Saved entries:
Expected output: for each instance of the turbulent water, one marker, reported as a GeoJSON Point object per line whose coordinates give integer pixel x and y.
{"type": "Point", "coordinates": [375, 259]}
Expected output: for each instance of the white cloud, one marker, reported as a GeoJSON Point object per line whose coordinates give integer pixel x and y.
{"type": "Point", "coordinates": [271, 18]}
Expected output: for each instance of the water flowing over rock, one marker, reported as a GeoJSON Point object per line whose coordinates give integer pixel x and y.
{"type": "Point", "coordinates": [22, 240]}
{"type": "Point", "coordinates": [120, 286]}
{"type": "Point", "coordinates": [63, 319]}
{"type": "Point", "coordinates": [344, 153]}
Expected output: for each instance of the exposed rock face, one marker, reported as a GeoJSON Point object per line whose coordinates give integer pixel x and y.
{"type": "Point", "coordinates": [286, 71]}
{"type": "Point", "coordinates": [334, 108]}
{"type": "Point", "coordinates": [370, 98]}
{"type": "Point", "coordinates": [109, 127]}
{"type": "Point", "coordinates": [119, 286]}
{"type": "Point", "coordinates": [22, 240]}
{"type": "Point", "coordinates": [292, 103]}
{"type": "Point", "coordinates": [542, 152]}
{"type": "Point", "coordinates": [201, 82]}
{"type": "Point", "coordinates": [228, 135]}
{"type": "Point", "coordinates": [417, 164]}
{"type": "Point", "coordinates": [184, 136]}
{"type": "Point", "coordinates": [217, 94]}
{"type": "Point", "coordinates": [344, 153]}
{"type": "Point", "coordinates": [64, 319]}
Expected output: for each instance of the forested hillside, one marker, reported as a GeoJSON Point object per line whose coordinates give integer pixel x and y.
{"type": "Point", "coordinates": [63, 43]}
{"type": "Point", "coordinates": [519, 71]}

**What you need to do**
Please reproduce each record precisely as written.

**Solution to this problem**
Expected output: for each instance of the turbulent water, one marker, reported as a GeoJSON Point object per line whose coordinates give integer pixel x and y.
{"type": "Point", "coordinates": [375, 259]}
Expected output: for each instance of the white cloud, one marker, reported as a GeoJSON Point object per line whose coordinates give integer pixel x and y.
{"type": "Point", "coordinates": [271, 18]}
Expected output: for each instance of the water flowing over rock, one marker, reported as a GeoJSON Point object per line whose coordinates give integer pixel x and y.
{"type": "Point", "coordinates": [22, 240]}
{"type": "Point", "coordinates": [120, 286]}
{"type": "Point", "coordinates": [63, 319]}
{"type": "Point", "coordinates": [344, 153]}
Expected output: for each instance of the exposed rock face, one marker, reported as a GeoJSON Point object per line whose coordinates give integer pixel x and y.
{"type": "Point", "coordinates": [286, 71]}
{"type": "Point", "coordinates": [334, 108]}
{"type": "Point", "coordinates": [370, 98]}
{"type": "Point", "coordinates": [109, 127]}
{"type": "Point", "coordinates": [119, 286]}
{"type": "Point", "coordinates": [22, 240]}
{"type": "Point", "coordinates": [292, 103]}
{"type": "Point", "coordinates": [542, 152]}
{"type": "Point", "coordinates": [201, 82]}
{"type": "Point", "coordinates": [228, 135]}
{"type": "Point", "coordinates": [417, 164]}
{"type": "Point", "coordinates": [184, 136]}
{"type": "Point", "coordinates": [217, 94]}
{"type": "Point", "coordinates": [344, 153]}
{"type": "Point", "coordinates": [64, 319]}
Expected output: for each instance of the forested hillside, one marker, reported as a GeoJSON Point object per line whose coordinates give integer pixel x and y.
{"type": "Point", "coordinates": [63, 43]}
{"type": "Point", "coordinates": [519, 71]}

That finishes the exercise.